[start of DATA ROWS]
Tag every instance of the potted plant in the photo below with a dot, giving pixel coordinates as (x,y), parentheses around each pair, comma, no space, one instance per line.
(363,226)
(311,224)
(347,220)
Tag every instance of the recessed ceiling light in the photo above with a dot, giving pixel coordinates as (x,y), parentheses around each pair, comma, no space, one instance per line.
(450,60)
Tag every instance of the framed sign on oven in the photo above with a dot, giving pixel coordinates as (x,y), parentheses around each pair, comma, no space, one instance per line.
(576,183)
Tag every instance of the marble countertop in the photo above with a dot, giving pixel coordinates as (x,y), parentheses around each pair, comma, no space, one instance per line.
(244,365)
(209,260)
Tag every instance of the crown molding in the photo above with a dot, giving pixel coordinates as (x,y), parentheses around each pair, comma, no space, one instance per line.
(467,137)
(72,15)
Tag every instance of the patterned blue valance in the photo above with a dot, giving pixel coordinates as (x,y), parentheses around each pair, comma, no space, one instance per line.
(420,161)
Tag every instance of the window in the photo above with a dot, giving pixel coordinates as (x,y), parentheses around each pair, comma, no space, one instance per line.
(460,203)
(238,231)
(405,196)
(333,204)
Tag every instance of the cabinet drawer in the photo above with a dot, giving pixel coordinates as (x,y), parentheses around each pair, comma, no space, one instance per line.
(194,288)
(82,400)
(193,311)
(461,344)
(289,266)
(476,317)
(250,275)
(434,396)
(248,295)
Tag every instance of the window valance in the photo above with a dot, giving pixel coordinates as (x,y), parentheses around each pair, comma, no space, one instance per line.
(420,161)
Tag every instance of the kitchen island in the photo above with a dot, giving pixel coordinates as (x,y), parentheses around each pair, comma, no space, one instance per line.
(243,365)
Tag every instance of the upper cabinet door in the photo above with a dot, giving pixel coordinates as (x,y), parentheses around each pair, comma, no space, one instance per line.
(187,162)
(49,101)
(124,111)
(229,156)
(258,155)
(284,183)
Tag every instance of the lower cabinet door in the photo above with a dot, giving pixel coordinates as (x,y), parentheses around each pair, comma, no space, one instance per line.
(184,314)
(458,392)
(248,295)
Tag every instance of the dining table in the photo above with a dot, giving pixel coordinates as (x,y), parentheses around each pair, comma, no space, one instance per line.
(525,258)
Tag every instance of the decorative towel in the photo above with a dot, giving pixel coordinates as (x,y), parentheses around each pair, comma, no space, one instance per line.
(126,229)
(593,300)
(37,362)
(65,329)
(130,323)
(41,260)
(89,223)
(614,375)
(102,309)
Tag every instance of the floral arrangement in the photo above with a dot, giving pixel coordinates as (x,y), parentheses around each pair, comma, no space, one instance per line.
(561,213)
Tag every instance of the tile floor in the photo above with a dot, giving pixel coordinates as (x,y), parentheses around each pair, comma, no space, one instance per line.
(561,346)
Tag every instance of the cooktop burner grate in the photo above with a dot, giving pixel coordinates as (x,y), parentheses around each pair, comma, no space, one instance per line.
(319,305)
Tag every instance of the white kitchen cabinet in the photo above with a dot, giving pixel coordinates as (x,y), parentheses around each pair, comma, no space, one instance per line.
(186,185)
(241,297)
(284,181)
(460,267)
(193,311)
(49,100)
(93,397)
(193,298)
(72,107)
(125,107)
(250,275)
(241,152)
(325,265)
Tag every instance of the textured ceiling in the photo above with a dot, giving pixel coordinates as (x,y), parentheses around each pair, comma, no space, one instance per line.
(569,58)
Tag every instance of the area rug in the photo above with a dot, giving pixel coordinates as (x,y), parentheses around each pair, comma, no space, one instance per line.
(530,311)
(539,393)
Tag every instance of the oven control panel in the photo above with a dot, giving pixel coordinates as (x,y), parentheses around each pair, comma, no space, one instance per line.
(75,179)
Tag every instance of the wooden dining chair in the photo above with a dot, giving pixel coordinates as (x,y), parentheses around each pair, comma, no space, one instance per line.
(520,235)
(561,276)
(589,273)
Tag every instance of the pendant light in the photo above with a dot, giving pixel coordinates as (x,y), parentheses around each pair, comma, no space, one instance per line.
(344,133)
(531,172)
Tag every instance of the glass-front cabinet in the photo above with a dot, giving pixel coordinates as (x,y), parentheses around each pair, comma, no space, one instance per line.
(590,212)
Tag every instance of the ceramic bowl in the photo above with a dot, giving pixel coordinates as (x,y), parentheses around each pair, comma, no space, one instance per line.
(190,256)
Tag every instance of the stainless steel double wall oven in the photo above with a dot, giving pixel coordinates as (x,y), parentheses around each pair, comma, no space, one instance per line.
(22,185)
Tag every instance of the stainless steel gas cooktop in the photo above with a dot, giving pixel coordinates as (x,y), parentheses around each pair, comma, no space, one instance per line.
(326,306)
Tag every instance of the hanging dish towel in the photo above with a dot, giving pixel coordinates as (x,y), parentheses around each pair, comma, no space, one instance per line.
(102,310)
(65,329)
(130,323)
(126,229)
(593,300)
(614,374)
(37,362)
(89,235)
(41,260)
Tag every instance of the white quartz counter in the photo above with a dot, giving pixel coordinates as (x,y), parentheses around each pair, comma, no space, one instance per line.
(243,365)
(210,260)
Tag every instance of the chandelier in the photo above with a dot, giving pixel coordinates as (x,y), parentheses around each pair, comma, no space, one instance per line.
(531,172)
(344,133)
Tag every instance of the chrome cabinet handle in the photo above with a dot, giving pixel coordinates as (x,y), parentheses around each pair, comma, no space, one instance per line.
[end of DATA ROWS]
Type out the material again exactly as presented.

*EXPECTED OUTPUT*:
Tag every instance of the potted plant in the photo below with a dot, giving pixel coordinates as (x,y), parentheses around each pair, comma, no space, one instance per line.
(363,226)
(311,224)
(347,220)
Tag every instance of the recessed ceiling light in the photo above with a dot, giving pixel coordinates as (x,y), parentheses around each pair, comma, no space, one instance per line.
(450,60)
Tag every instance of the framed sign on oven in the photo above with a dot, giving pixel coordinates as (x,y), parentheses around each pair, comma, no space, one instance per line.
(576,183)
Tag every instance of the marble countertop in the photo above with a dot, giving pixel coordinates as (x,y), parentheses around each pair, comma, no space, one instance per line.
(244,365)
(209,260)
Tag every instance of the crown molding in the photo above with a dot, giving pixel coordinates as (x,y), parentheses around each pair, comma, no space, one instance per line.
(467,137)
(72,15)
Tag every instance of the patterned blue valance in the photo above with a dot, giving pixel coordinates as (x,y), parentheses around each pair, comma, no space, one instance per line.
(420,161)
Tag every instance of the window in the photo above with a dot, giving pixel coordinates as (x,y), parentheses around each pair, comma, no space, one instance per line.
(460,203)
(238,231)
(405,196)
(333,204)
Tag every instance of the cabinet drawer in the photo above with a dot, giving pixel coordinates as (x,y), parentheses around each pair, comma, no space, one instance per line.
(194,288)
(82,400)
(193,311)
(461,344)
(289,266)
(476,317)
(250,275)
(434,396)
(248,295)
Tag every instance of the window valance in the photo above with a dot, giving pixel coordinates as (x,y), parentheses around each pair, comma, no space, one instance per line.
(420,161)
Tag every instance of the kitchen island in the photo above with a dot, giving pixel coordinates as (x,y), parentheses around each pair, comma, no space, one instance per line.
(243,365)
Tag every instance of the upper cabinet door in the photo above with a dot, giving pixel coordinates as (x,y), parentheses around each pair, comma, no space, one instance per line.
(187,162)
(49,101)
(124,111)
(229,156)
(258,155)
(284,183)
Tag every instance of the lower cabinet door in the photo above with a dot, giving pixel coordinates as (x,y), parentheses around each pair, comma, no space, one instance per line.
(184,314)
(458,392)
(248,295)
Tag every instance of the dining table in the photo above with a dot, giving pixel coordinates as (x,y), parentheses around each pair, comma, no space, one instance per line.
(525,258)
Tag every instance of the decorative towel in the photo above with a dot, giving pixel coordinates as (x,y), parentheses around each pair, comma, no space, one instance per line.
(126,229)
(593,300)
(37,362)
(65,329)
(130,323)
(41,260)
(89,223)
(614,375)
(102,309)
Tag every instance of the floral arrangement in the photo above with a dot, giving pixel coordinates as (x,y), parentheses around each pair, comma, no space, one instance per line.
(561,213)
Tag every instance of the tile floor in the photo above with a dot, giving pixel coordinates as (x,y), parentheses around each pair, comma, no space, one instance per line.
(561,346)
Tag every instance of the cooktop burner grate in the photo above with a dot, giving pixel coordinates as (x,y), parentheses around each pair, comma, no space, one instance per line.
(319,305)
Tag every instance of the white kitchen cabinet in the photo above with a dot, giving pixel coordinates as (x,y), parentheses around each pair, comma, no space, one instance per line.
(186,185)
(241,297)
(284,181)
(460,267)
(193,311)
(49,100)
(93,397)
(193,298)
(72,107)
(125,107)
(250,275)
(241,152)
(325,265)
Tag every instance of the textured ceiling in the photo above with a dot, giving pixel coordinates as (x,y), parentheses around each pair, comma, no space, one instance per line.
(569,58)
Tag every instance of the area rug in the photo above with a dot, giving pixel coordinates as (x,y), parentheses around each pair, comma, no space, one instance per line.
(530,311)
(539,393)
Tag every instance of the oven control panel in the photo above with a dot, giving pixel coordinates as (x,y), parentheses around each pair, comma, no space, one instance per line.
(75,179)
Tag every instance of the wooden dining chair in the photo above with a dot, giving pixel coordinates as (x,y), parentheses around each pair, comma, no space, one instance per line.
(520,235)
(561,276)
(589,273)
Tag every instance of the pendant light in the photo above with a dot, giving pixel coordinates as (x,y), parentheses around each pair, comma, no space, one instance per line.
(344,133)
(531,172)
Tag every instance of the glass-front cabinet in the photo above with a dot, giving pixel coordinates as (x,y), parentheses around each pair, comma, no space, one instance per line.
(590,212)
Tag every instance of the ceramic bowl in the photo above with a dot, giving pixel coordinates as (x,y), parentheses around each pair, comma, no space, one instance per line.
(190,256)
Tag every instance of the stainless steel double wall oven in the photo above with a dot, giving pixel coordinates as (x,y), parentheses around each pair, comma, no space, one instance per line.
(22,185)
Tag every instance of the stainless steel gas cooktop in the photo above with a dot, giving pixel coordinates as (x,y), parentheses around each pair, comma, no space, one instance per line.
(326,306)
Tag every instance of the hanging dish towel in the photo above with a dot, giving pixel coordinates as (x,y), parentheses around each pair, comma, no space, one instance per line.
(102,310)
(65,329)
(130,323)
(126,229)
(593,300)
(614,374)
(37,362)
(89,235)
(41,260)
Tag every instance of the white quartz counter in the photo above with a dot, giving pixel coordinates as (x,y), parentheses around each pair, comma, no space, one instance per line.
(243,365)
(210,260)
Tag every instance of the chandelier in the photo above with a dot, giving pixel coordinates as (x,y), parentheses around each pair, comma, no space, one instance per line.
(531,172)
(344,133)
Tag every instance of the chrome cabinet handle in the photo above with a dot, giving pixel coordinates as (x,y), parentheses around each pair, comma, no space, one instance per line.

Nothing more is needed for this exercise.